Data to examine:
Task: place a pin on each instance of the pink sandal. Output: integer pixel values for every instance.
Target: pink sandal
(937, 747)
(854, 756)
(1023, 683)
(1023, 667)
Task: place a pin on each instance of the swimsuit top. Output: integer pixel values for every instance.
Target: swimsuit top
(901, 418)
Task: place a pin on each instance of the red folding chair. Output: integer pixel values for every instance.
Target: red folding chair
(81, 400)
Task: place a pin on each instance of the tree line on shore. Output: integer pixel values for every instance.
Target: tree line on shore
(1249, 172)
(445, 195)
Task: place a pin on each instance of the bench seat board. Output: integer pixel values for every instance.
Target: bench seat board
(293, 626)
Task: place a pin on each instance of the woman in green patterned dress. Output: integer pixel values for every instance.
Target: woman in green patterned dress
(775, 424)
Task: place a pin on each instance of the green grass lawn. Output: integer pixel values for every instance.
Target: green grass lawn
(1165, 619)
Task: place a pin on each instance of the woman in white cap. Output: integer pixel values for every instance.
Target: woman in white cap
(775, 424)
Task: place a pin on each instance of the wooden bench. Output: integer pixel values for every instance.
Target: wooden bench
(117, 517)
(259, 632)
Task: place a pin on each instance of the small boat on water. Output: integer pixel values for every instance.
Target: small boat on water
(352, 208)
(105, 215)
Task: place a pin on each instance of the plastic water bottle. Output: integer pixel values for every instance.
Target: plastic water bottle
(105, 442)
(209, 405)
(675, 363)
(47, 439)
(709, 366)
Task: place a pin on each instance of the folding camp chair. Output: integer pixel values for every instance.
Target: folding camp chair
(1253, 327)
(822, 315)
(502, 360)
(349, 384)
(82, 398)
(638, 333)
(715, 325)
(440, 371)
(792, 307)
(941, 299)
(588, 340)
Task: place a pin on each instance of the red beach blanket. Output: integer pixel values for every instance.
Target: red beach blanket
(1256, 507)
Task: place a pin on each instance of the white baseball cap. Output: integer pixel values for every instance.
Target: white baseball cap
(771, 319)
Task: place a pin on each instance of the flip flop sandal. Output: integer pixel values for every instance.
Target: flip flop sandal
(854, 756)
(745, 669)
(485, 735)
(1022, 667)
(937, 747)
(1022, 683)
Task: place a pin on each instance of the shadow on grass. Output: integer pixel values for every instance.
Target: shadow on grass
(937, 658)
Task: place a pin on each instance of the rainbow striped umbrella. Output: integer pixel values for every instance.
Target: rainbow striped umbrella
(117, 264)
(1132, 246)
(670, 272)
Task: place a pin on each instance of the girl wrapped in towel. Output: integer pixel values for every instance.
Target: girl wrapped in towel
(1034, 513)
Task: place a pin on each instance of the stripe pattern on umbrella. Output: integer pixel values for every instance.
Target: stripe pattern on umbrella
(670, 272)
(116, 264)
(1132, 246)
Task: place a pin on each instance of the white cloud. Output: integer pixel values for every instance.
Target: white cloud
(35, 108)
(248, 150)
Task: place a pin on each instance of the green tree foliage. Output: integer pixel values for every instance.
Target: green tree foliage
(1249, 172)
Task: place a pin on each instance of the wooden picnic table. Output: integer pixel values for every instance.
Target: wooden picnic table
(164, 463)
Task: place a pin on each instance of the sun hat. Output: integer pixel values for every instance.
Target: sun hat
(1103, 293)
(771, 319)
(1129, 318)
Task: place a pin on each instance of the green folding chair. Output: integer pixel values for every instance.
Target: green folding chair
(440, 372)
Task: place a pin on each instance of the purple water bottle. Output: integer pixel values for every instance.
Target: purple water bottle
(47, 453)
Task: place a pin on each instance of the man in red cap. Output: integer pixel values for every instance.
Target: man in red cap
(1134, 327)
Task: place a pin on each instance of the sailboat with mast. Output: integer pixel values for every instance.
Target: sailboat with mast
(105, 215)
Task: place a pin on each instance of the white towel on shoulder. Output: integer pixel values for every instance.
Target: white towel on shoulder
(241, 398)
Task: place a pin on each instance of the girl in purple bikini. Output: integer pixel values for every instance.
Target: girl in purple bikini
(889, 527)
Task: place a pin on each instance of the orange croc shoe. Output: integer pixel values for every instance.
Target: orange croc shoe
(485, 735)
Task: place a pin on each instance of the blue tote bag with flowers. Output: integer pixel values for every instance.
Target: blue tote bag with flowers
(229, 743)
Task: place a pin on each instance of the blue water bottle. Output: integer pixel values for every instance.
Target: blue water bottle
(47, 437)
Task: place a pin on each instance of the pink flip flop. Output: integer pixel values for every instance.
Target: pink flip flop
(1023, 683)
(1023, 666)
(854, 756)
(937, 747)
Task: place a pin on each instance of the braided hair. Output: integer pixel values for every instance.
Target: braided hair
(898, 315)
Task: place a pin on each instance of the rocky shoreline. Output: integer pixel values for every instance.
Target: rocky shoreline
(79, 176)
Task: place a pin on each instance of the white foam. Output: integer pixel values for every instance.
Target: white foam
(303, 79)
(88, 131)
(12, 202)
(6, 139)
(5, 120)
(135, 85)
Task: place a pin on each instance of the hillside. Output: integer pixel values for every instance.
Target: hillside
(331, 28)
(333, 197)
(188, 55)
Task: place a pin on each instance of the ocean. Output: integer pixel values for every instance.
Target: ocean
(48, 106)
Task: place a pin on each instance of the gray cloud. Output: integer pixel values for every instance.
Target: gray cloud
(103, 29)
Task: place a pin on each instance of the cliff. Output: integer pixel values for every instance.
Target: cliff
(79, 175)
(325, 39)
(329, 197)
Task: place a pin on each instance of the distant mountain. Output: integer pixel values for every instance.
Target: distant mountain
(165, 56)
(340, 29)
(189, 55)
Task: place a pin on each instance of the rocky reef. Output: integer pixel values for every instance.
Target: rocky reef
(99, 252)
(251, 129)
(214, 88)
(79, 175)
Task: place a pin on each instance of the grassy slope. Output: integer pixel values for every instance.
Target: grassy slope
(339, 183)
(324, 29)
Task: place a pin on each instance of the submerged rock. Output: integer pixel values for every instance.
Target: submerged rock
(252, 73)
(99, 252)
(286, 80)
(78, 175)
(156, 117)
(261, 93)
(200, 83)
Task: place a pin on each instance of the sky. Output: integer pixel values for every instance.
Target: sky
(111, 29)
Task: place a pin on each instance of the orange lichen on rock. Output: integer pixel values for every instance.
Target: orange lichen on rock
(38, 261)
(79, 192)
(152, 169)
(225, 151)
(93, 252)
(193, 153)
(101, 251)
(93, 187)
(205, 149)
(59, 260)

Problem description:
Restate word for word only the lines above from the line containing "Target: hillside" to the line containing "Task: place a pin on each instance of the cliff.", both of them included.

Response to this exercise:
Target: hillside
(331, 28)
(333, 197)
(188, 55)
Task: place a pin on each instance of the ocean. Output: integer pixel values for every instance.
Target: ocean
(48, 106)
Task: place a pin on each instance of the gray cloud. Output: integer pixel values for every instance.
Target: gray cloud
(103, 29)
Task: place a pin on each instance of the cliff. Output: integer pixel values for every instance.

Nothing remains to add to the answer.